--- Rows ---

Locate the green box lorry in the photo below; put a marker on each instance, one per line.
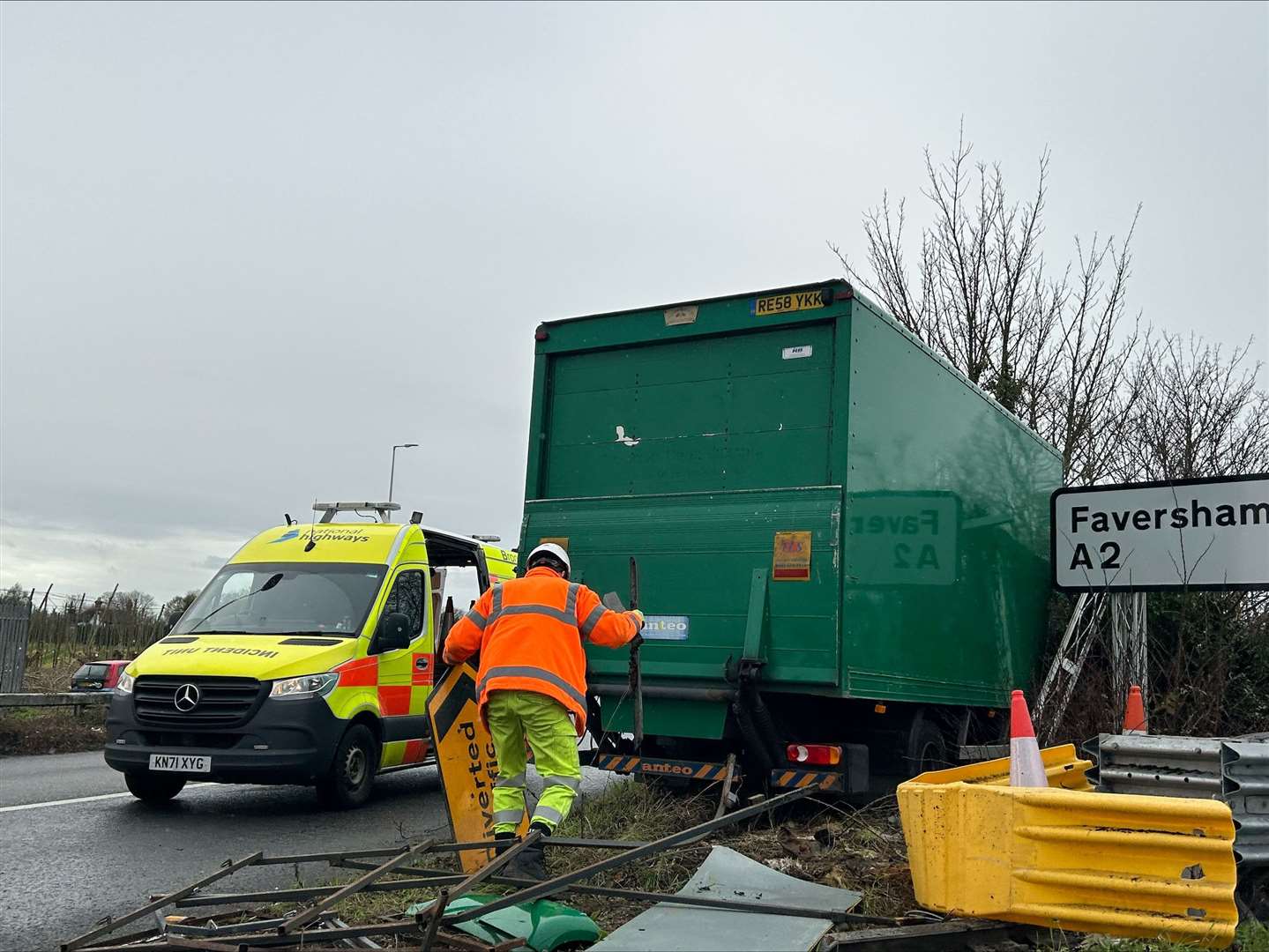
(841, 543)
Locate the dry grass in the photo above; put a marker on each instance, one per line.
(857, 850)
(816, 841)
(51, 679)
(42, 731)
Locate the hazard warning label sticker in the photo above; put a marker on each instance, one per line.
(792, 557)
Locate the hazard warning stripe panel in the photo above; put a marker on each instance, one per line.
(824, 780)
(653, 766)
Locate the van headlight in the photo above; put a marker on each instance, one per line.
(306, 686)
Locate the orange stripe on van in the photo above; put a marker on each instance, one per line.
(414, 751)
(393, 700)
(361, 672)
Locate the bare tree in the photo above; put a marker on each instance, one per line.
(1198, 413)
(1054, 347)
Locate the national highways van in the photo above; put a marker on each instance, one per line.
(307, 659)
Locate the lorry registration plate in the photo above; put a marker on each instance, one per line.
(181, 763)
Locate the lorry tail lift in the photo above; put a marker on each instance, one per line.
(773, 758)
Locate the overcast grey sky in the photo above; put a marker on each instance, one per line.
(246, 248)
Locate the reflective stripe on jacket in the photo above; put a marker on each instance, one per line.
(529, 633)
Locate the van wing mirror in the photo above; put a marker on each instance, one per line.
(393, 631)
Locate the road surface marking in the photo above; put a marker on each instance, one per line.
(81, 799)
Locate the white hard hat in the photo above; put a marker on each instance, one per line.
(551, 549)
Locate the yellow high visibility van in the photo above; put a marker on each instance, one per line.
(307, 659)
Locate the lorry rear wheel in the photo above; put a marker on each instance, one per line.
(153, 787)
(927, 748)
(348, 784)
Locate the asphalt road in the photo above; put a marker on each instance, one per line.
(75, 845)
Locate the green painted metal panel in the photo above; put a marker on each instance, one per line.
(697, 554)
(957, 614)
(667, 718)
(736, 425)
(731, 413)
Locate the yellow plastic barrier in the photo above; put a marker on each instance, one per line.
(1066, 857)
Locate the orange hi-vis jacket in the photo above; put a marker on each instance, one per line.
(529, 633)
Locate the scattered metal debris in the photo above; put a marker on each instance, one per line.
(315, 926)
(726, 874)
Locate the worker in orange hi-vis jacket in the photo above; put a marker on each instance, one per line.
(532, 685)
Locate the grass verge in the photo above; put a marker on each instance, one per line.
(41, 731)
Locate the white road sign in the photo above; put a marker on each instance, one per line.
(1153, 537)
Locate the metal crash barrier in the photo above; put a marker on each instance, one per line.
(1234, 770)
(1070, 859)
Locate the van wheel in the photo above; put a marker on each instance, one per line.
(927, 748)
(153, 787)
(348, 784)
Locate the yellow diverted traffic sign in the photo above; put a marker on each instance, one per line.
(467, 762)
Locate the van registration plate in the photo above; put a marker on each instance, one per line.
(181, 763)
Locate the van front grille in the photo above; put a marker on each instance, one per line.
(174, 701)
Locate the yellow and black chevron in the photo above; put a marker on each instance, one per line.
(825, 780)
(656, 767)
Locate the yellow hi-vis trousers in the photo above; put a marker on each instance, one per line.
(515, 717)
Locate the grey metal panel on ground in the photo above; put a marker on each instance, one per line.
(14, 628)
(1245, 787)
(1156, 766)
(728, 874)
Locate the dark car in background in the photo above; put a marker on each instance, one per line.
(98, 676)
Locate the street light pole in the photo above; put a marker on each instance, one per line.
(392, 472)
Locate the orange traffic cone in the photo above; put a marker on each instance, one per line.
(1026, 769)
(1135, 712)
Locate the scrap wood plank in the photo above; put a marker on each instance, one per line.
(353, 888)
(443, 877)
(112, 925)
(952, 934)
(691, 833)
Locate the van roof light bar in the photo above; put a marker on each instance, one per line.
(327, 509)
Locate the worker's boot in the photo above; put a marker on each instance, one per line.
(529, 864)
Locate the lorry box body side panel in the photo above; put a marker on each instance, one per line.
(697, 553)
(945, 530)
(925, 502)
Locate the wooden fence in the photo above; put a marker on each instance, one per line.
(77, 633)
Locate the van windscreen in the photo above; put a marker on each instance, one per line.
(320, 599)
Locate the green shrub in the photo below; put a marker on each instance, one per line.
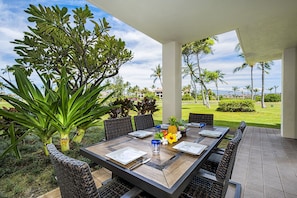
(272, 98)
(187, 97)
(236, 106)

---

Skipping the pictures, transcribe each line above exactly as it appears.

Locate the green box lorry in the photo below; put a marker on each instance, one per line.
(841, 543)
Locate the dry grass in the photo above; put a marker on each instance, one per line.
(857, 850)
(816, 841)
(51, 679)
(42, 731)
Locate the hazard warning label sticker in the photo above; put a marker on each instance, one per line.
(792, 557)
Locate the hazard warning stripe panel in the photo above; put a marker on each instance, one per line.
(824, 780)
(653, 766)
Locate the van headlight in the photo above; put a marker on each instance, one per line.
(306, 686)
Locate the orange stripe on van in the photo above; put a marker on each instance, one per line.
(414, 751)
(393, 700)
(361, 672)
Locate the bare tree in the photo above; put a marker on each instance, one per line.
(1198, 413)
(1054, 347)
Locate the national highways van in the photo above; put a marker on each instance, one per line.
(307, 659)
Locate the lorry registration plate in the photo above; put a marker on each instance, one per line.
(181, 763)
Locate the lorry tail lift in the photo above; put a marker on each instance, one per line.
(773, 758)
Locate the overcast grey sky in the photo above; put a marker on each instance, one per line.
(246, 248)
Locate the reflective stripe on jacket in the photo above; put a marker on each instance, one per line.
(529, 633)
Locate the van wing mirror in the photo above; put a marker on each instance, one per line.
(393, 631)
Locate the road surface marking in the photo above; put a marker on each instance, one per line.
(81, 799)
Locate the white hard hat in the photo above; put a marker on each instance, one per line.
(551, 549)
Locate the yellow high visibility van in the photo above; put a marker on each instance, one per line.
(307, 659)
Locate the lorry rear wheel in the photo above; put a marker on each instance, one per line.
(153, 787)
(927, 748)
(348, 784)
Locate the asphalt road in the photo above; put a marker on each instance, one per line.
(75, 845)
Locate the green painted metal panel in the photo above; put a marker on each instance, one per line.
(697, 554)
(957, 614)
(667, 718)
(736, 425)
(731, 413)
Locate the yellow plastic barrier in the photo above; put a marker on each instance, one per line.
(1066, 857)
Locate the orange hi-vis jacket in the photo above; put a marker on each instance, one per line.
(529, 633)
Locate the scattered metal debris in the photo above; put a marker on each instance, one per line.
(315, 926)
(726, 874)
Locate the worker in orange hi-vis jacket in the photo above; put a marker on each instance, one per line.
(532, 685)
Locate the grass verge in the photo above; put a marker on each instance, one per line.
(41, 731)
Locate the white road sign in the photo above; put a marker on each instance, one per line.
(1153, 537)
Locate the metal crash barrier in the photo above; put a marker on each instance, one per line.
(1234, 770)
(1070, 859)
Locate the van wheel in the photo above; put a marker on each instance, one per line.
(927, 748)
(153, 787)
(348, 784)
Locate the yellow diverted traffic sign in the photo above; put a marker on each instance, one per line.
(467, 762)
Locate the van registration plate in the photo above; put a marker on each instance, one per line.
(181, 763)
Locate the van front grille in the photo above; put a marker on each instance, one per line.
(174, 701)
Locate the yellow and black chevron in the photo above; put a marker on each instance, one per line.
(825, 780)
(656, 767)
Locate the yellow hi-vis trousers in the photo above; put a marker on each instance, one per line.
(515, 717)
Locate the grey metal panel on ground in the photo above; put a marker on each instance, one per line.
(14, 628)
(1245, 787)
(1156, 766)
(728, 874)
Locate the dark car in background in the photo above; put a marker on each instance, one per line.
(98, 676)
Locate the street light pole in the photo above; put a marker on each instance, one per line.
(392, 472)
Locate the orange traffic cone in the photo above; put a marker on each instance, one per line.
(1026, 769)
(1135, 712)
Locate the scrap wood plank in the photo above; put a marker on each instance, one per line.
(353, 888)
(443, 877)
(112, 925)
(952, 934)
(691, 833)
Locate the van roof light bar in the photo above; put a marker on each instance, one per line.
(327, 509)
Locate the worker's boot in the photo above; put a marker on each instance, one per line.
(529, 864)
Locate the lorry box body side panel in the photo above; put a marker on each instance, one per line.
(697, 553)
(945, 530)
(925, 502)
Locate the wooden fence in the photo above; put a marker on each instance, one per line.
(77, 633)
Locate the van windscreen in the photo above; put a marker on each instance, one per line.
(320, 599)
Locate the green shrub in the photo below; put a marker on each instance, one per line.
(272, 98)
(187, 97)
(236, 106)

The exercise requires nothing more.